───── Selected extract

Maximum likelihood estimation

In the beginning, we could get a sample set $x_1,x_2,…$, and we assume these points are independent with each other. Then we could get the possibility for us to get these points. $p(x_1,x_2,x_3…,x_m;\theta) = \prod_{i=1}^m p(x_i;\theta)$

So, what’s the most possible $\theta$ under this circumstance, it is when this possibility get its maximum value. Therefore, we want to maximize $\theta$, to calculate $$maximize_\theta ; \prod_{i=1}^m p(x^{(i)};\theta)$$ If we take the log to $p(x)$, we could get the log likelihood of the data, which is also equivalent to that value. $$maximize_\theta ; \frac{1}{m} \sum_{i=1}^m \log p(x^{(i)};\theta)$$

Therefore, when we need to calculate $\phi$ in Bernoulli distribution, we could use $p(X = x; \phi) = \phi^x (1-\phi)^{(1-x)}$ to capture $x=1$ and $x=0$ at the same time. Then we could rewrite it to $maximize_{\phi} \sum_{i=1}^m (x^{(i)}\log\phi + (1-x^{(i)}) \log (1-\phi))$

In order to maximize this equation, let’s take the derivative and set it equal to 0. So, we could know why we could estimate $\phi$ just like this. $$\begin{split} \frac{d}{d \phi} \sum_{i=1}^m \left (x^{(i)}\log\phi + (1-x^{(i)}) \log (1-\phi) \right ) & = \sum_{i=1}^m \frac{d}{d \phi} \left ( x^{(i)}\log\phi + (1-x^{(i)}) \log (1-\phi) \right ) \ & = \sum_{i=1}^m \left ( \frac{x^{(i)}}{\phi} - \frac{1-x^{(i)}}{1-\phi} \right ) \end{split}$$

$$\begin{split} & \sum_{i=1}^m \left ( \frac{x^{(i)}}{\phi} - \frac{1-x^{(i)}}{1-\phi} \right ) = 0 \ \Longrightarrow ;; & \frac{\sum_{i=1}^m x^{(i)}}{\phi} - \frac{\sum_{i=1}^m (1-x^{(i)})} {1-\phi} = 0 \ \Longrightarrow ;; & (1-\phi) \sum_{i=1}^m x^{(i)} - \phi \sum_{i=1}^m (1-x^{(i)}) = 0 \ \Longrightarrow ;; & \sum_{i=1}^m x^{(i)} = \phi \sum_{i=1}^m (x^{(i)} + (1-x^{(i)})) \ \Longrightarrow ;; & \sum_{i=1}^m x^{(i)} = \phi m \ \Longrightarrow ;; & \phi = \frac{\sum_{i=1}^m x^{(i)}}{m}. \end{split}$$

Naive bayes

Naive bayes is an easy method, the key is to calculate $$p(Y \mid X) = \frac{p(X \mid Y)p(Y)}{\sum_y p(X \mid y) p(y)}$$. We could calculate $P(X \ mid Y)$ and $P(Y)$ respectively.

──────────
───── Recorded information

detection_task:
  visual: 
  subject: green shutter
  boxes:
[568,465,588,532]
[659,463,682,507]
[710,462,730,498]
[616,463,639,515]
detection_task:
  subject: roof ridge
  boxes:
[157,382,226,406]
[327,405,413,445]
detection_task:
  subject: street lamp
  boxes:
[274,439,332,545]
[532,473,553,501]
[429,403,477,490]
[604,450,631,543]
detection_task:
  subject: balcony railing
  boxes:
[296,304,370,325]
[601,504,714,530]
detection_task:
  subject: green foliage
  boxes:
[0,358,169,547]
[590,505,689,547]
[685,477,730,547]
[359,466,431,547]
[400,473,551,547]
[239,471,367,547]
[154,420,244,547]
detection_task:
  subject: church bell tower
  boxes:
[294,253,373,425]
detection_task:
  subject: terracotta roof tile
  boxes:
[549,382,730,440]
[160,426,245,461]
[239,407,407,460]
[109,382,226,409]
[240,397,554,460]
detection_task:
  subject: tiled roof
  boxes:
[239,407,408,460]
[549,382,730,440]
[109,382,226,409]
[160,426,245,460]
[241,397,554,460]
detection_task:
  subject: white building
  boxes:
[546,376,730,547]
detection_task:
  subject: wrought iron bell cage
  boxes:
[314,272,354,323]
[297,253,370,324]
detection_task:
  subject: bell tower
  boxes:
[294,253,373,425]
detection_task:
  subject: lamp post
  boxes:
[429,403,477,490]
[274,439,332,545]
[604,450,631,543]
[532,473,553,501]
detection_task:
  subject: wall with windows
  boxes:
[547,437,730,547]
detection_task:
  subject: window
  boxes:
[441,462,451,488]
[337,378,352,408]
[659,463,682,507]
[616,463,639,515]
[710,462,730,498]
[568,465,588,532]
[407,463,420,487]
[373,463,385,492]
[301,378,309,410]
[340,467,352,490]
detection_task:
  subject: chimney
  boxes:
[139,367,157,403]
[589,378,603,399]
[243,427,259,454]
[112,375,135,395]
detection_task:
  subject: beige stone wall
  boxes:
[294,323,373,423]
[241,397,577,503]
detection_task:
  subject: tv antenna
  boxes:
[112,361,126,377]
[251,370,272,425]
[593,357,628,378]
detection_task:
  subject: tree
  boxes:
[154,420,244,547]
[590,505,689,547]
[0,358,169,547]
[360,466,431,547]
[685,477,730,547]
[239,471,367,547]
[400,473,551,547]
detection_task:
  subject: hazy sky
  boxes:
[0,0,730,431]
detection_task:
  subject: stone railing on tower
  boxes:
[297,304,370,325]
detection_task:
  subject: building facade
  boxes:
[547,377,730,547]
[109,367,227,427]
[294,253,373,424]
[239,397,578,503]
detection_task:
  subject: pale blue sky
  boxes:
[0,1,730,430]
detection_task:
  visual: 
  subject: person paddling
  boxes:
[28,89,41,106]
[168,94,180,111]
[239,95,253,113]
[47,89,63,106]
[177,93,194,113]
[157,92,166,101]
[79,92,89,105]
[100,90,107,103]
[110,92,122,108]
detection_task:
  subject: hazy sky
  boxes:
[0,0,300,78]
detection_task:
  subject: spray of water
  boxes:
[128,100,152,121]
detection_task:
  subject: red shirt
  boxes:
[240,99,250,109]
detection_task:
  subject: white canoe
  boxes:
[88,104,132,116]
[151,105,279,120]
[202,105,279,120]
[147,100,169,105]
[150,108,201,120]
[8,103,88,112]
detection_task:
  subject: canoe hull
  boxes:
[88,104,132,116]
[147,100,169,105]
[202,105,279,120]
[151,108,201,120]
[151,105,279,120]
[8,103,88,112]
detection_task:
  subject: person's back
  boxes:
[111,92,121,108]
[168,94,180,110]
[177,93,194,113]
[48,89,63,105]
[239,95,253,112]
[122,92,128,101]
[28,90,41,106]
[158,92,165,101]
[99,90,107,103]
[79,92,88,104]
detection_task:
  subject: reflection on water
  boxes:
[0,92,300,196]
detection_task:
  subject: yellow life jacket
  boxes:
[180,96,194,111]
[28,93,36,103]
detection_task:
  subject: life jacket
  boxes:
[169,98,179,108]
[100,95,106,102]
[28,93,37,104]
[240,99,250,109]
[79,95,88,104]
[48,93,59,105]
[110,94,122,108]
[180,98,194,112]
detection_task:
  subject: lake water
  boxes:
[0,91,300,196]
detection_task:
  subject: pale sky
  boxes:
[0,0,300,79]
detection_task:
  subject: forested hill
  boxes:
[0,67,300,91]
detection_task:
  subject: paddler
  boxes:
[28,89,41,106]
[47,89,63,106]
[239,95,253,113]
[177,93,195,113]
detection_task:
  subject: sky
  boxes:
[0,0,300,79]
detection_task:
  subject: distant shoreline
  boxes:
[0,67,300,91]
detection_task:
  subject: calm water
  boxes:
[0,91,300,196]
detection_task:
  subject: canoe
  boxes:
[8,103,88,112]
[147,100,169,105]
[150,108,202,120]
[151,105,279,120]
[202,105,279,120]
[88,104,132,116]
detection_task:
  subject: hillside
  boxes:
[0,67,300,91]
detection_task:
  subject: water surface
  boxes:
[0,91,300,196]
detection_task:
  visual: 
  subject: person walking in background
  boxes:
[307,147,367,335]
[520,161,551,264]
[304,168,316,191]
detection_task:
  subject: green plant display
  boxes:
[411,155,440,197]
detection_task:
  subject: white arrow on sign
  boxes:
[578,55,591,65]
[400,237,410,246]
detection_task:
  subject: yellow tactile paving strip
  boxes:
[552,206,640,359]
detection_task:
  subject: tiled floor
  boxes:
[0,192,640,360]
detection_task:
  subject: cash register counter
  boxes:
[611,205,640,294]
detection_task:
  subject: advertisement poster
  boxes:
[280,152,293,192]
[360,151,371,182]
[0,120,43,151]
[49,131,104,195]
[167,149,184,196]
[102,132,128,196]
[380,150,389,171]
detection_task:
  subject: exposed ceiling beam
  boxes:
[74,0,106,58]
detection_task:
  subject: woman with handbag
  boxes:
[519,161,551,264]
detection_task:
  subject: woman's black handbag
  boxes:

──────────

> [Directions]
a – In the notes on maximum likelihood and naive Bayes, what is assumed about the sample points?
b – Please carry the notes on maximum likelihood and naive Bayes forward from their last sentence.

> [Outputs in order]
a – They are assumed to be independent of each other.

b –
The naive Bayes approach, however, is to make the additional assumption that the individual features $X_i$ are conditionally independent given $Y$ . This lets us represent the condition $p(X \mid Y) = \prod_{i=1}^n p(X_i \mid Y)$.

For example, we need to detect spam mail. We need to training the classifier. The training data tells us $P(words|spam)$ and $P(words’|not spam)$, then we could get the $P(spam)$, we could use $P(spam|words’’) = \frac{p(words|spam)P(spam)}{p(words|spam)P(spam)+p(words|not spam)P(not spam)}$

We could use log to avoid too small value yield from $\prod$, like $\log p(y) + \sum_{i=1}^n \log p(x_i \mid y)$.

We also could use laplace smoothing to avoid zero. $\phi_i^y = \frac{\sum_{j=1}^m x_i^{(j)} \mathrm{1}{y^{(j)} = y} + 1}{\sum_{j=1}^m \mathrm{1}{y^{(j)} = y} + 2}$

logistic regression

We could get this formula from logistic regression and we also could think it using MLE.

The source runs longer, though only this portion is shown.